Task directions ▸ Give every line of the rows below as a JSON list of strings, one string per line, skipping blank lines. Leave out the pictures.

Information supplied ▸
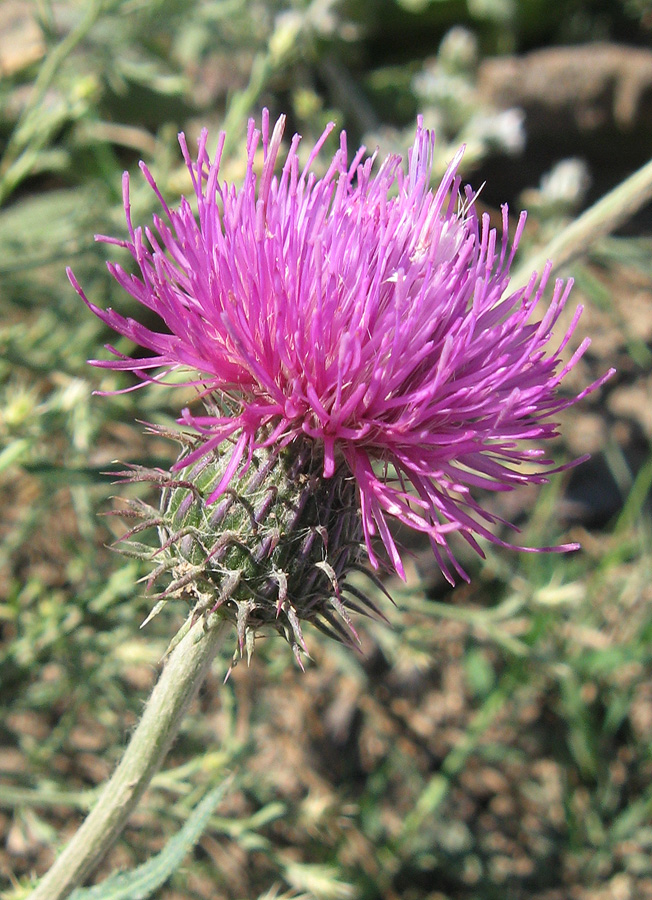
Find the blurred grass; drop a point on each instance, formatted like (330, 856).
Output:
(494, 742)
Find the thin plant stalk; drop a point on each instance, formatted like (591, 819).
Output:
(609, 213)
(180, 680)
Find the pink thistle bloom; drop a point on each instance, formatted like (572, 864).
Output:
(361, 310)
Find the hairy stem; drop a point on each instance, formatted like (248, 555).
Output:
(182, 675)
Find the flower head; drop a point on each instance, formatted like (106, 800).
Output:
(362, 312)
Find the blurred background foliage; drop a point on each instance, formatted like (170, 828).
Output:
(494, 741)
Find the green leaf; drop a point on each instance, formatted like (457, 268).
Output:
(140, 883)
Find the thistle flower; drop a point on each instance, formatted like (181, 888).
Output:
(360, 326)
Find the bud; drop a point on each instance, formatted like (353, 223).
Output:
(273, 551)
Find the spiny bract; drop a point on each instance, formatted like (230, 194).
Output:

Response for this exercise ▸
[
  "Find the blurred grass; drop a point on each instance, formatted like (330, 856).",
  "Output:",
  "(494, 742)",
  "Find the thin plant stalk; drop a point on each instance, formatted like (591, 819).",
  "Output:",
  "(609, 213)",
  "(180, 680)",
  "Find the pink thistle bloom; drop a point on each instance, formatted like (572, 864).",
  "Output:",
  "(361, 310)",
  "Find the hairy stem; drop a point on each instance, formatted like (248, 555).",
  "Output:",
  "(182, 675)",
  "Find the flower head; drop a point on each instance, formatted like (106, 800).",
  "Output:",
  "(362, 312)",
  "Find the blurred background foliage; drop a point on each instance, formatted like (170, 828).",
  "Output:",
  "(494, 741)",
  "Find the green leaf; drop a point on each instance, formatted like (457, 268).",
  "Output:",
  "(140, 883)",
  "Find the thistle flower; drop a point on each instance, formatted like (181, 888).",
  "Output:",
  "(360, 326)",
  "Find the bud; drop a point on each instance, formatted like (353, 223).",
  "Output:",
  "(273, 551)",
  "Find the spiny bract; drop a point on each instance, formatted like (230, 194).",
  "Output:"
]